Gather each line in the listing below that contains the word "iceberg" and copy it out. The match is case-sensitive.
** Start of Excerpted records **
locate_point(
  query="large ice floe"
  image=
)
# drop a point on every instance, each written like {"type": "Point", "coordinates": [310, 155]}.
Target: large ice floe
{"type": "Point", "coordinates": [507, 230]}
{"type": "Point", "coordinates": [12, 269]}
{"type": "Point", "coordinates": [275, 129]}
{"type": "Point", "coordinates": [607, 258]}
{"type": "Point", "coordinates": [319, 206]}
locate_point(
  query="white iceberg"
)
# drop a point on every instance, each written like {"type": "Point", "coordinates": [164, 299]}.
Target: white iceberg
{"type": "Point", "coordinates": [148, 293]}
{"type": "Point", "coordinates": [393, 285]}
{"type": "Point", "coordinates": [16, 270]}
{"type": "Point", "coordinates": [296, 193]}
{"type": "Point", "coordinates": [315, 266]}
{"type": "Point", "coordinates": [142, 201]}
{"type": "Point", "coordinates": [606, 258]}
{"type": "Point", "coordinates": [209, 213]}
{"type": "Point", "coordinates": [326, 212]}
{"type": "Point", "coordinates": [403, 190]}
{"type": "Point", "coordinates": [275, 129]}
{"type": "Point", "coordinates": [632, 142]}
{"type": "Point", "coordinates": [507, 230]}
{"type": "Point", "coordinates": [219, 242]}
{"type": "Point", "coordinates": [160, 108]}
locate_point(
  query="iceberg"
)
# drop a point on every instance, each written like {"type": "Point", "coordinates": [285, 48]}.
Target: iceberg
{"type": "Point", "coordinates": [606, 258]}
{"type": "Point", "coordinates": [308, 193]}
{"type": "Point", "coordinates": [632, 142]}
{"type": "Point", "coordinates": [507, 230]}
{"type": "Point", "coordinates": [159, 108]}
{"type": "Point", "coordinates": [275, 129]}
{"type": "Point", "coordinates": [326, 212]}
** End of Excerpted records **
** Start of Excerpted records **
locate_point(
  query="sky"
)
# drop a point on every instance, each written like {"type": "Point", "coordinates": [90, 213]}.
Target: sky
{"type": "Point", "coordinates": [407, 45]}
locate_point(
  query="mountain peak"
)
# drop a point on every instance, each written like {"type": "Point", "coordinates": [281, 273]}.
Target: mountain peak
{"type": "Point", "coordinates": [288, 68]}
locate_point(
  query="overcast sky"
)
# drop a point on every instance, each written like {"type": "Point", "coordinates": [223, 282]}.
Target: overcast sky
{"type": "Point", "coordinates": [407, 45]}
** End of Excerpted records **
▸ **Response**
  query="white iceberg"
Target: white iceberg
  query="iceberg"
Target: iceberg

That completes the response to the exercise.